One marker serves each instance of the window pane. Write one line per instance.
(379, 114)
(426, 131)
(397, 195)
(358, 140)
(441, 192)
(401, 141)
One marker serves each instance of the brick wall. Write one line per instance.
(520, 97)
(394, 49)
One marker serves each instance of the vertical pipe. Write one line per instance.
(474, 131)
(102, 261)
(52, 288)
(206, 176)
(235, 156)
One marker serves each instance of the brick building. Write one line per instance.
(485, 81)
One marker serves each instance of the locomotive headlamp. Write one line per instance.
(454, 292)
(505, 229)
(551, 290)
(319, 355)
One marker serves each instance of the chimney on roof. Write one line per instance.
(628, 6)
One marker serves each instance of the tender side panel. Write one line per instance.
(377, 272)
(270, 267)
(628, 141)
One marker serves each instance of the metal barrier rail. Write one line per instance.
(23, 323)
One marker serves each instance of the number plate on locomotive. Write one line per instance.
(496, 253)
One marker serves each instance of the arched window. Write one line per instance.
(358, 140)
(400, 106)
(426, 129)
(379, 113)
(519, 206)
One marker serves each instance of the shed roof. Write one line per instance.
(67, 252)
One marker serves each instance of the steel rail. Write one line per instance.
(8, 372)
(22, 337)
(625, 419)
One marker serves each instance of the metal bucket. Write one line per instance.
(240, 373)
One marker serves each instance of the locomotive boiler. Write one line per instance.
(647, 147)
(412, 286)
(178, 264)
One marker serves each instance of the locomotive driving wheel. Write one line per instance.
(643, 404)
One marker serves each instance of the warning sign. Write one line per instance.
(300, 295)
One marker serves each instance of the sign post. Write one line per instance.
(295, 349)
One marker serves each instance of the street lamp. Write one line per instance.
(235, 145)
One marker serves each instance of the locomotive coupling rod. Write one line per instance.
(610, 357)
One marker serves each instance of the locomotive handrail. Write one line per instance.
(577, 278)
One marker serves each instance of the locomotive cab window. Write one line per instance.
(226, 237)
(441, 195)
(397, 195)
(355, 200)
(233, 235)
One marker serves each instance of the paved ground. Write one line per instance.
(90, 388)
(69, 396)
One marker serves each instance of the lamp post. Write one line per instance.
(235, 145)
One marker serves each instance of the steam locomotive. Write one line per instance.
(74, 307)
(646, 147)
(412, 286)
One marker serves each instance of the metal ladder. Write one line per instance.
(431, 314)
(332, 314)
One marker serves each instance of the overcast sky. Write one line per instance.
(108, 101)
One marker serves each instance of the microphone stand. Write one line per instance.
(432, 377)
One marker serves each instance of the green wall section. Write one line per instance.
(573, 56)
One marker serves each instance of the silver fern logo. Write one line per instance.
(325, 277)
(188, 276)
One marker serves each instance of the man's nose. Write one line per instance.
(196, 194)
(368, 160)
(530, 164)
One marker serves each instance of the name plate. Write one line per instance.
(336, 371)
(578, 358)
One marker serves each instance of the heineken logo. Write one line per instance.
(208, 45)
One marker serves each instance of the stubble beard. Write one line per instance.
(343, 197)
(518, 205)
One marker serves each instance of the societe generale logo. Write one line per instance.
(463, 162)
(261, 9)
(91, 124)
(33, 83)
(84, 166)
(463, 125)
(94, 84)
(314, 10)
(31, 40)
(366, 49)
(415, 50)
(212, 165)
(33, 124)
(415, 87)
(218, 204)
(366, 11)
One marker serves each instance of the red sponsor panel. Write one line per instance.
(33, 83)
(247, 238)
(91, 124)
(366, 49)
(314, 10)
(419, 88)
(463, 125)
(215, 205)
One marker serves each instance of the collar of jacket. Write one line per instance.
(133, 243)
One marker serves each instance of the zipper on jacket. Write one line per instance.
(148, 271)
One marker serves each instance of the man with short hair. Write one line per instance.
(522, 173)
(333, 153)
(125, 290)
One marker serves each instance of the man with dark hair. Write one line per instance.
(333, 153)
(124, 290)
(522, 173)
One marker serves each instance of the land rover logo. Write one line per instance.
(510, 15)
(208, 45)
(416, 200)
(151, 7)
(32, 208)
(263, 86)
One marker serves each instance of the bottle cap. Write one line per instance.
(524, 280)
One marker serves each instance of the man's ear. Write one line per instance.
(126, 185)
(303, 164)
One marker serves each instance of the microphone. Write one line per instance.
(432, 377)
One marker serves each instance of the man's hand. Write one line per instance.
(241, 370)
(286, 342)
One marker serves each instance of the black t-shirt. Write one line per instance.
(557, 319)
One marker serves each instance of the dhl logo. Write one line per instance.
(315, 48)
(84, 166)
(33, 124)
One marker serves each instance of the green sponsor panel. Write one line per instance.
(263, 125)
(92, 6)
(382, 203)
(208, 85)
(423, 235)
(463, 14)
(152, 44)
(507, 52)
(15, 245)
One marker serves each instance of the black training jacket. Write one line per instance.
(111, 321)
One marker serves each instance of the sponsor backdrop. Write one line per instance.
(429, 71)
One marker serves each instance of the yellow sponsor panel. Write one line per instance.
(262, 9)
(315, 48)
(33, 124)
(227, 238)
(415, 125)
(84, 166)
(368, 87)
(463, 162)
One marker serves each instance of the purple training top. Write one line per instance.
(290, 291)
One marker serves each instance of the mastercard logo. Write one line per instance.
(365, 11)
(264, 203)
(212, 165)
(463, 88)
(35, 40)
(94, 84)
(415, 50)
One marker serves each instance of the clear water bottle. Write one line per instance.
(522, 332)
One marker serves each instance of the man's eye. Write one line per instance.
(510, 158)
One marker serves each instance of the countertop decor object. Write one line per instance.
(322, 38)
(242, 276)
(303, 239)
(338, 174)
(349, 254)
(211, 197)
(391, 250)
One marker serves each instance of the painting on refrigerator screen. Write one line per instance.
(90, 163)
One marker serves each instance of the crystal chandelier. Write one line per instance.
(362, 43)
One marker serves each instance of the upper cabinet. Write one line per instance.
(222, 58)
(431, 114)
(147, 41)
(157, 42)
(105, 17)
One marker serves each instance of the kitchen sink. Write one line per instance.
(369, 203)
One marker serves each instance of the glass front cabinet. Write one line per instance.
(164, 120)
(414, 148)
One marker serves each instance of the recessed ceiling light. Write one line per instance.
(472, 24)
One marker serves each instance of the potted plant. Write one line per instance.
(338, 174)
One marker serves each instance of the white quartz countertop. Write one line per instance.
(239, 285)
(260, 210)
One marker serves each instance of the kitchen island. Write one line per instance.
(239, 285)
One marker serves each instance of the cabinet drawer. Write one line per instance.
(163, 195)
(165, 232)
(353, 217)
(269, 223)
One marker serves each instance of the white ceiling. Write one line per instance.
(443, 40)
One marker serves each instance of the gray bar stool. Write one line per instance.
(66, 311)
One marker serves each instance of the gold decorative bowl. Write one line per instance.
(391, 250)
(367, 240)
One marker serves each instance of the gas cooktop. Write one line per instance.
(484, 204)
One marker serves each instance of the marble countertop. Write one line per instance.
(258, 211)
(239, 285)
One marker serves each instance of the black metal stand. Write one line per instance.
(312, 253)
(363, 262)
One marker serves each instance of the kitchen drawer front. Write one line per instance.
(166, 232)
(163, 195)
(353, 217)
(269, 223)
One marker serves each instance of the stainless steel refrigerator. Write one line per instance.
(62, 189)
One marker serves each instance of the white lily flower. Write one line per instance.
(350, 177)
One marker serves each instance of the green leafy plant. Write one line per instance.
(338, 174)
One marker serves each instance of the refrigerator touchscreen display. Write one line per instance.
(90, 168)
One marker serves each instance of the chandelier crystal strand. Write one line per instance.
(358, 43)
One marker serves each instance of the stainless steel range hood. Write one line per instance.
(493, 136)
☆ ☆ ☆ ☆ ☆
* _Instructions to follow_
Transcribe the whole listing word for word.

* _Answer_
One marker serves each instance of the window pane. Write one line per instance.
(379, 114)
(426, 131)
(397, 195)
(358, 140)
(441, 192)
(401, 141)
One marker serves each instance of the brick wall. Write one line per instance.
(520, 97)
(394, 49)
One marker serves each instance of the vertical pipe. Write one line per instance.
(474, 131)
(102, 261)
(52, 288)
(206, 176)
(235, 156)
One marker serves each instance of the brick building. Write one line per instance.
(485, 81)
One marker serves each instance of the locomotive headlamp. Write one line per instance.
(454, 292)
(505, 229)
(551, 290)
(319, 355)
One marker serves each instance of the chimney on roof. Write one line per instance.
(628, 6)
One marker serves each instance of the tender side panel. Write one line per instance.
(377, 272)
(270, 267)
(628, 141)
One marker serves each instance of the metal barrier rail. Write one line per instance.
(23, 323)
One marker serves each instance of the number plate on locomotive. Write one line per instance.
(496, 253)
One marker serves each instance of the arched window. Write one line per instance.
(358, 140)
(400, 106)
(426, 129)
(379, 113)
(519, 206)
One marker serves each instance of the shed roof. Write one line per instance.
(67, 252)
One marker serves each instance of the steel rail. Write one line per instance.
(8, 372)
(22, 337)
(625, 419)
One marker serves each instance of the metal bucket. Write one line per instance.
(240, 373)
One marker serves each instance of the locomotive boiler. Write one line per instance.
(647, 147)
(412, 286)
(178, 264)
One marker serves each instance of the locomotive driving wheel. Write one line per instance.
(643, 404)
One marker serves each instance of the warning sign. Write one line per instance.
(300, 295)
One marker serves each instance of the sign post. Write one line per instance.
(295, 349)
One marker serves each instance of the street lamp. Write one line per instance.
(235, 145)
One marker serves each instance of the locomotive coupling rod. Write one line per instance.
(610, 357)
One marker serves each instance of the locomotive handrail. Write one line per instance.
(577, 278)
One marker serves each instance of the locomotive cab window. Write one line per instance.
(226, 237)
(441, 195)
(397, 195)
(355, 200)
(233, 235)
One marker serves each instance of the paved ground. Write one line per instance.
(90, 388)
(69, 396)
One marker serves each instance of the lamp post. Write one line per instance.
(235, 145)
One marker serves each instance of the steam locomotive. Write one line per instance.
(74, 307)
(646, 147)
(412, 286)
One marker serves each instance of the metal ladder. Write one line per instance.
(431, 314)
(332, 314)
One marker serves each instance of the overcast sky. Write one line per instance.
(108, 101)
One marker serves each instance of the microphone stand. Write one line per instance.
(432, 377)
One marker serves each instance of the green wall section. Write one line per instance.
(573, 56)
One marker serves each instance of the silver fern logo. Write one line per instance.
(325, 277)
(188, 276)
One marker serves each instance of the man's nose. Write one line per instance.
(196, 194)
(368, 160)
(530, 164)
One marker serves each instance of the name plate. Write one line per instance.
(336, 371)
(578, 358)
One marker serves each instance of the heineken logo. Write one line per instance.
(208, 45)
One marker serves each instance of the stubble beard. Write one line per instance.
(343, 197)
(518, 205)
One marker serves each instance of the societe generale logo. Write one line per instance.
(463, 162)
(261, 9)
(91, 124)
(33, 83)
(84, 166)
(463, 125)
(94, 84)
(314, 10)
(31, 40)
(366, 49)
(415, 50)
(212, 165)
(33, 124)
(415, 87)
(218, 204)
(366, 11)
One marker serves each instance of the red sponsor panel. Write one line per instance.
(33, 83)
(247, 238)
(91, 124)
(366, 49)
(314, 10)
(419, 88)
(463, 125)
(215, 205)
One marker serves each instance of the collar of jacket. Write one line per instance.
(133, 243)
One marker serves each instance of the zipper on jacket. Write one line per instance.
(148, 271)
One marker serves each instance of the man with short hair. Write one line per instance.
(522, 173)
(333, 153)
(125, 290)
One marker serves each instance of the man with dark hair. Write one line per instance.
(333, 153)
(124, 290)
(522, 173)
One marker serves each instance of the land rover logo. Write one line per instance.
(510, 15)
(208, 45)
(416, 200)
(151, 7)
(32, 208)
(263, 86)
One marker serves each instance of the bottle cap. Write one line per instance.
(524, 280)
One marker serves each instance of the man's ear. Write one line per instance.
(126, 185)
(303, 164)
One marker serves each instance of the microphone. Write one line per instance.
(432, 377)
One marker serves each instance of the man's hand. Write one line per instance.
(241, 370)
(286, 342)
One marker serves each instance of the black t-shirt. Write one line per instance.
(557, 319)
One marker serves each instance of the dhl logo. Write one line per instance.
(315, 48)
(84, 166)
(33, 124)
One marker serves each instance of the green sponsor panel. Write one line per instance.
(263, 125)
(92, 6)
(382, 203)
(208, 85)
(423, 235)
(463, 14)
(152, 44)
(507, 52)
(15, 245)
One marker serves each instance of the black training jacket. Write one line per instance.
(111, 321)
One marker serves each instance of the sponsor backdrop. Write one line per instance.
(429, 71)
One marker serves each instance of the yellow sponsor panel. Write one line per instance.
(262, 9)
(315, 48)
(33, 124)
(227, 238)
(415, 125)
(84, 166)
(368, 87)
(463, 162)
One marker serves each instance of the purple training top. Write one line per instance.
(290, 291)
One marker serves each instance of the mastercard logo. Write one line per instance.
(365, 11)
(264, 203)
(212, 165)
(463, 88)
(35, 40)
(94, 84)
(415, 50)
One marker serves each instance of the clear water bottle. Write one line per instance.
(522, 332)
One marker serves each instance of the man's eye. Write one line per instance.
(510, 158)
One marker serves each instance of the countertop decor object. Write one line per instance.
(322, 38)
(242, 276)
(303, 239)
(338, 174)
(349, 254)
(211, 197)
(391, 250)
One marker serves each instance of the painting on refrigerator screen. Write one line per instance.
(90, 163)
One marker serves each instance of the crystal chandelier. Write one line per instance.
(362, 43)
One marker serves each instance of the upper cabinet. Write one line per instance.
(222, 58)
(431, 114)
(147, 41)
(157, 42)
(105, 17)
One marker serves each instance of the kitchen sink. Write one line per instance.
(369, 203)
One marker serves each instance of the glass front cabinet. Write one line per instance.
(164, 120)
(414, 148)
One marker serves each instance of the recessed ceiling light. Write one line per instance.
(472, 24)
One marker serves each instance of the potted plant. Write one line per instance.
(338, 174)
One marker serves each instance of the white quartz countertop. Write one line per instance.
(239, 285)
(260, 210)
One marker serves each instance of the kitchen island. Write one line per instance.
(239, 285)
One marker serves each instance of the cabinet drawer. Write one line per instance.
(163, 195)
(165, 232)
(353, 217)
(269, 223)
One marker serves each instance of the white ceiling. Write one line per instance.
(443, 40)
One marker serves each instance of the gray bar stool. Write one line per instance.
(66, 311)
One marker serves each instance of the gold decorative bowl. Write one line per instance.
(391, 250)
(367, 240)
One marker serves each instance of the gas cooktop. Write one line per instance.
(484, 204)
One marker serves each instance of the marble countertop. Write one line per instance.
(258, 211)
(239, 285)
One marker serves each instance of the black metal stand. Write one line per instance.
(312, 253)
(363, 262)
One marker serves each instance of the kitchen drawer front. Write one line per instance.
(166, 232)
(163, 195)
(353, 217)
(269, 223)
One marker serves each instance of the stainless steel refrigerator. Write one line per instance.
(62, 189)
One marker serves each instance of the white lily flower. Write one line per instance.
(350, 177)
One marker serves each instance of the green leafy plant. Write one line per instance.
(338, 174)
One marker serves each instance of the refrigerator touchscreen display. Write one line per instance.
(90, 168)
One marker serves each instance of the chandelier crystal strand. Write one line per instance.
(358, 43)
One marker serves each instance of the stainless steel range hood. Write one line per instance.
(493, 136)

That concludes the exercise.